Beatrice Catanzaro (ph Manuela De Leonardis)

Adesso, in particolare, abbiamo attenzionato una decina di donne che sono rimaste con numerosi figli a carico e senza reddito. Il tentativo è di cercare di trovare per loro dei piccoli lavori. Inoltre, Bait al Karama essendo il primo centro per donne della città vecchia è diventato un riferimento anche per la politica locale, proprio per capire quali siano le esigenze della popolazione. Un focus importante è quello dei bambini, infatti adesso abbiamo sette donne locali che stanno lavorando fisse, tre in cucina e quattro educatrici, per seguire i bambini nel doposcuola e dargli un ambito di protezione. In particolare negli ultimi mesi in cui la presenza dei militari israeliani nel territorio è diventata capillare, le strade sono molto a rischio.

Facendo un passo indietro, come nasce la tua conoscenza con Fatima Kadumy e l’idea di dar vita a Bait al Karama?
Durante una residenza artistica presso il Decolonizing Architecture/Art Residency (DAAR) a Beit Sahour, nel 2009, ho cominciato a fare un po’ di esplorazioni in Cisgiordania. Sono tornata anche a Nablus dove ero stata nel 2005 con un amico medico. Lì mi sono sentita incredibilmente a casa, anche per la straordinaria e incondizionata ospitalità dei palestinesi. Un giorno, invitata ad un Iftar di Ramadan organizzato dal Sindacato dei Lavoratori Palestinesi, mi sono ritrovata al tavolo seduta accanto a Fatima. C’è stata da subito una bellissima sintonia malgrado le nostre visibili differenze. Lei è la classica donna musulmana con l’hijab. Mi aveva colpito il guizzo dei suoi occhi. Le chiesi se potevamo rivederci perché il mio immaginario sulla Palestina era come quello che si è sempre raccontato e volevo capirci di più. Fatima mi ha accolto nella sua casa, sono entrata nella sua vita domestica con il marito e i due figli che allora erano bambini. Ho trascorso un altro paio di mesi a Nablus semplicemente seguendo le sue giornate e quelle di altre donne, vedendole cucinare. Poi una mattina, presa dal desiderio di tornare per fare qualcosa con Fatima, le proposi di aprire un centro per donne con una scuola di cucina. Era il 2009. Lei mi disse di sì solo per farmi contenta ma non ci credeva. Invece, l’anno successivo tornai dopo aver trascorso diversi mesi facendo fundraising che sostanzialmente erano cene di raccolta fondi dove, dalla Fondazione Pistoletto alla Kattan Foundation, avevo mobilizzato tutta la mia rete di conoscenze. Avevo coinvolto anche una cara amica, Cristiana Bottigella, che è a Londra ed ha lavorato a distanza come cultural manager.

• • • •

◆ Verifica la comprensione:
• 1. Nel testo su Bait al Karama, quante donne locali lavorano fisse per seguire i bambini e con quali mansioni?
• 2. Riporta dal testo su Bait al Karama il passo che va da "Adesso, in particolare, abbiamo" fino a "molto a rischio." incluso.

• • • •

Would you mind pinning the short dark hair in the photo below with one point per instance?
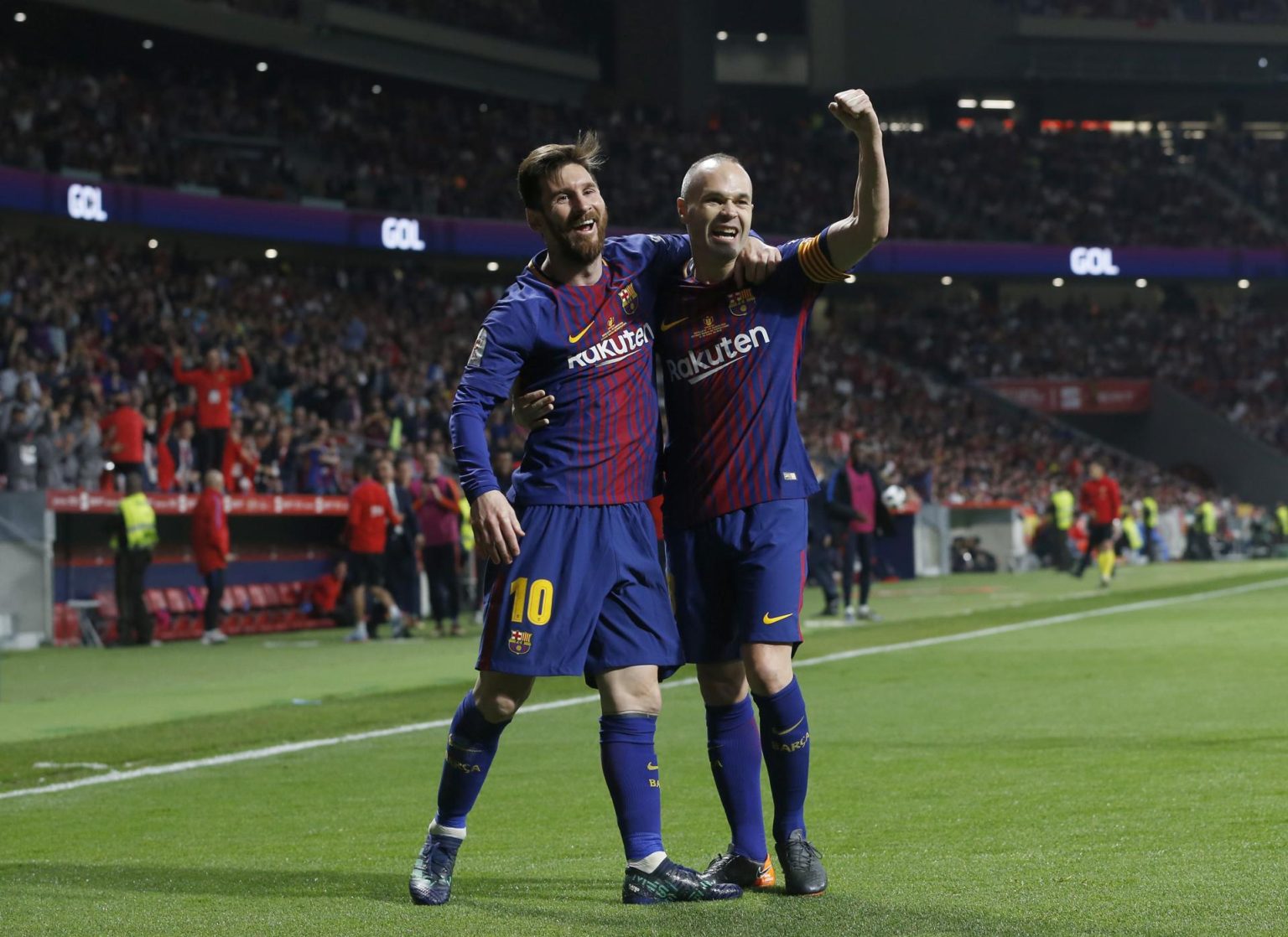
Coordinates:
(545, 161)
(693, 170)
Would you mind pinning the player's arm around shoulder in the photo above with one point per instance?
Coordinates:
(869, 223)
(667, 254)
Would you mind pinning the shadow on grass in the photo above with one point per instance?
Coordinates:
(314, 883)
(545, 905)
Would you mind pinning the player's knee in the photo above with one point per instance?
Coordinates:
(500, 701)
(721, 685)
(497, 707)
(771, 670)
(617, 699)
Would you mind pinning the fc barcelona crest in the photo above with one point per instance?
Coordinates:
(630, 299)
(742, 302)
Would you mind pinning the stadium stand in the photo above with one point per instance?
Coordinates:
(1148, 12)
(348, 352)
(290, 136)
(1228, 355)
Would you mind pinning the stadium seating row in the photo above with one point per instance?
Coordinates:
(261, 608)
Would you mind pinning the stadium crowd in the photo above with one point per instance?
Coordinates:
(355, 360)
(948, 443)
(1229, 355)
(283, 137)
(343, 360)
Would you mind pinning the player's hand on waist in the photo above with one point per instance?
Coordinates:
(531, 408)
(496, 528)
(756, 263)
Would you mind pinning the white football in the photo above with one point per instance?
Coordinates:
(894, 497)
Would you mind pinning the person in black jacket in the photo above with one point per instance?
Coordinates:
(822, 545)
(860, 516)
(402, 578)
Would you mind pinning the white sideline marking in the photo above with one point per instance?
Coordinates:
(273, 751)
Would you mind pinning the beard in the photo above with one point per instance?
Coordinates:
(569, 245)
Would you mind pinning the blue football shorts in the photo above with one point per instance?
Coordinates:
(585, 595)
(740, 578)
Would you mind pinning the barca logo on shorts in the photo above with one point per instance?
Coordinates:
(742, 302)
(630, 299)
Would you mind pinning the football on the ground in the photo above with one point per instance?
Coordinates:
(894, 497)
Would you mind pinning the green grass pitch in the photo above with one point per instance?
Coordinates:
(1098, 774)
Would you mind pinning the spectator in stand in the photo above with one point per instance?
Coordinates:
(122, 439)
(21, 420)
(402, 577)
(242, 460)
(214, 385)
(854, 500)
(370, 512)
(210, 547)
(183, 453)
(439, 506)
(278, 463)
(86, 447)
(49, 457)
(134, 537)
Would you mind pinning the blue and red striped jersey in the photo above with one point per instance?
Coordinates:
(591, 348)
(730, 358)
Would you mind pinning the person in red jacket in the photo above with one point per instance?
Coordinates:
(122, 437)
(210, 547)
(324, 593)
(214, 386)
(1103, 504)
(370, 512)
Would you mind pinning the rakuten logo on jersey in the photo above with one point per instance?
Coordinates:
(612, 349)
(701, 363)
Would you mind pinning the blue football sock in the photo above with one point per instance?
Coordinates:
(733, 747)
(630, 769)
(471, 744)
(785, 740)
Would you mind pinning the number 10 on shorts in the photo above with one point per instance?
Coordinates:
(536, 601)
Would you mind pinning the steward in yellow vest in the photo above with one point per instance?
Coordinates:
(134, 540)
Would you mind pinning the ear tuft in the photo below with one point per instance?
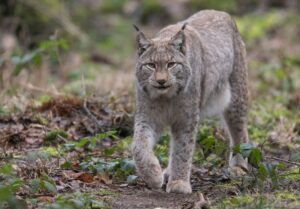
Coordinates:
(142, 41)
(178, 40)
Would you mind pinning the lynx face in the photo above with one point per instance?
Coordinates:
(162, 69)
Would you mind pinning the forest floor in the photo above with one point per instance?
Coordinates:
(74, 152)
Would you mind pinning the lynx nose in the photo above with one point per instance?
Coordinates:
(161, 81)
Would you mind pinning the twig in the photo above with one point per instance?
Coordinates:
(282, 160)
(90, 114)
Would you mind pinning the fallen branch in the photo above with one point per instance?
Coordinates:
(282, 160)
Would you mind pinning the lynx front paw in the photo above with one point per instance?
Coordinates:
(154, 178)
(152, 175)
(179, 186)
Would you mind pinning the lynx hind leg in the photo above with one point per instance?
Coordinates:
(146, 163)
(236, 113)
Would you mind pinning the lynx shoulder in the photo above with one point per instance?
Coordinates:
(188, 71)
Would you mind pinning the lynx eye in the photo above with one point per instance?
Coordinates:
(150, 65)
(171, 64)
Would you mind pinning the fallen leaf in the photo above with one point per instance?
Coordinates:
(104, 178)
(84, 177)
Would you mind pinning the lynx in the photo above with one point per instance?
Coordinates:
(188, 71)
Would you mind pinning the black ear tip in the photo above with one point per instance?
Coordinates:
(183, 26)
(136, 27)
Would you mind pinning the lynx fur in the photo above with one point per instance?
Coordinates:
(188, 71)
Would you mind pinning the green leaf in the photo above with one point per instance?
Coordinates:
(34, 185)
(50, 187)
(131, 179)
(6, 169)
(262, 172)
(255, 157)
(296, 156)
(246, 149)
(109, 151)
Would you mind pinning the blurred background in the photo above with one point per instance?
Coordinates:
(87, 47)
(67, 87)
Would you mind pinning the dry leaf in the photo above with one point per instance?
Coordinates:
(84, 177)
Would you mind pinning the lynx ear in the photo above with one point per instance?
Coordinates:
(142, 41)
(178, 40)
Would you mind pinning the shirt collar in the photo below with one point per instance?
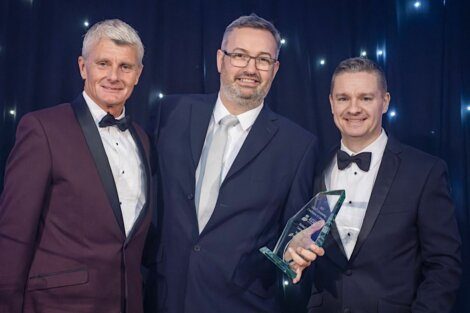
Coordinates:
(246, 119)
(96, 111)
(377, 148)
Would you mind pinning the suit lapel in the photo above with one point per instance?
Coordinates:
(387, 171)
(98, 153)
(332, 245)
(261, 133)
(201, 113)
(147, 174)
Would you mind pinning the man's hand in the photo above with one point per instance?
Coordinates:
(302, 258)
(302, 251)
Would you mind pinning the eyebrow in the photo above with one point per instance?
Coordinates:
(246, 52)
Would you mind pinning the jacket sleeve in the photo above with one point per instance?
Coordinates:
(440, 245)
(26, 184)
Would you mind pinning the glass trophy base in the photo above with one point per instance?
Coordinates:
(285, 268)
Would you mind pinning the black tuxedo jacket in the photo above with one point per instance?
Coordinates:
(221, 269)
(407, 256)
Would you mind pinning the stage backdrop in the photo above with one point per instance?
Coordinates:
(422, 45)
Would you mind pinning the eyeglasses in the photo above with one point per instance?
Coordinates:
(262, 63)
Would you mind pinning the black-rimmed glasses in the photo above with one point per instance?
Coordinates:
(238, 59)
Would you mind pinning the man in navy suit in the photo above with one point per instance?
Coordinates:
(395, 247)
(232, 172)
(75, 209)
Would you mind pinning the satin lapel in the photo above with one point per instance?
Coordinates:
(201, 113)
(387, 171)
(146, 164)
(261, 133)
(333, 246)
(98, 153)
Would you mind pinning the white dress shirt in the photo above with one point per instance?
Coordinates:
(236, 135)
(358, 185)
(126, 165)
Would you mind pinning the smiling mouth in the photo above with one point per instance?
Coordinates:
(107, 88)
(247, 81)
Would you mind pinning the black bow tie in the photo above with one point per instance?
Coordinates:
(362, 160)
(109, 120)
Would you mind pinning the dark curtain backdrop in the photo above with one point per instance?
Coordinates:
(425, 46)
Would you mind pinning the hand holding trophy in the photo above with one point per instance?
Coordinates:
(305, 233)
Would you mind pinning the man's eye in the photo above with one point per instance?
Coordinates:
(102, 63)
(239, 56)
(263, 60)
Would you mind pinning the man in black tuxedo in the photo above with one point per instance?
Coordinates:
(395, 246)
(232, 172)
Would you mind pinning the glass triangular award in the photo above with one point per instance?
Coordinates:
(310, 225)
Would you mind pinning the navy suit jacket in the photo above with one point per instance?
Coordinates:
(63, 246)
(221, 269)
(407, 256)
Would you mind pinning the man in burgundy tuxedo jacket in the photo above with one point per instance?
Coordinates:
(75, 209)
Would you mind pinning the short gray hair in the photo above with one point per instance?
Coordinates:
(360, 64)
(116, 30)
(253, 21)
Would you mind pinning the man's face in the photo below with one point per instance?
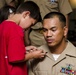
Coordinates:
(53, 31)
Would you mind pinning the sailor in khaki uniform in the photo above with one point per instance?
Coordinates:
(60, 58)
(47, 6)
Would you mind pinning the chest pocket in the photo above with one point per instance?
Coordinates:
(52, 5)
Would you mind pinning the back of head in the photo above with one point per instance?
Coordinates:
(59, 15)
(31, 7)
(5, 12)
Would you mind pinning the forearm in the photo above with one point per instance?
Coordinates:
(28, 56)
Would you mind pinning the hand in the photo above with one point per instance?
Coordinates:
(38, 54)
(30, 49)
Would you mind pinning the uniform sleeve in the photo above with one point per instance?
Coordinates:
(16, 48)
(30, 72)
(65, 7)
(8, 1)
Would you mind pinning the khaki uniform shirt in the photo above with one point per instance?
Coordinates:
(46, 6)
(48, 66)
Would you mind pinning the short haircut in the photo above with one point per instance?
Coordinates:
(31, 7)
(59, 15)
(5, 11)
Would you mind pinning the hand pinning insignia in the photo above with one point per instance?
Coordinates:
(68, 70)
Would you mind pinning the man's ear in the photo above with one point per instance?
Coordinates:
(26, 13)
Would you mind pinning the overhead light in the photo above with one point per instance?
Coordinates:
(73, 3)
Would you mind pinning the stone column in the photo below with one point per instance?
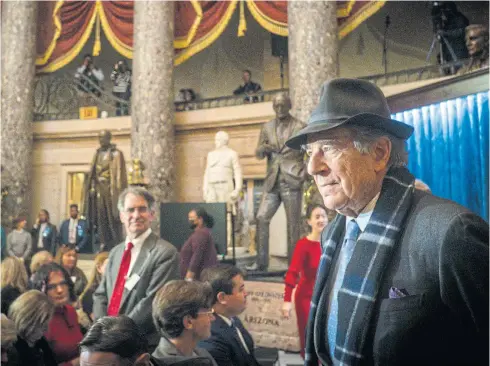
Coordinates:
(313, 52)
(17, 103)
(152, 132)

• • • •

◆ Risposte per esercizio:
• 1. Sette: tre in cucina e quattro educatrici.

• 2.
Adesso, in particolare, abbiamo attenzionato una decina di donne che sono rimaste con numerosi figli a carico e senza reddito. Il tentativo è di cercare di trovare per loro dei piccoli lavori. Inoltre, Bait al Karama essendo il primo centro per donne della città vecchia è diventato un riferimento anche per la politica locale, proprio per capire quali siano le esigenze della popolazione. Un focus importante è quello dei bambini, infatti adesso abbiamo sette donne locali che stanno lavorando fisse, tre in cucina e quattro educatrici, per seguire i bambini nel doposcuola e dargli un ambito di protezione. In particolare negli ultimi mesi in cui la presenza dei militari israeliani nel territorio è diventata capillare, le strade sono molto a rischio.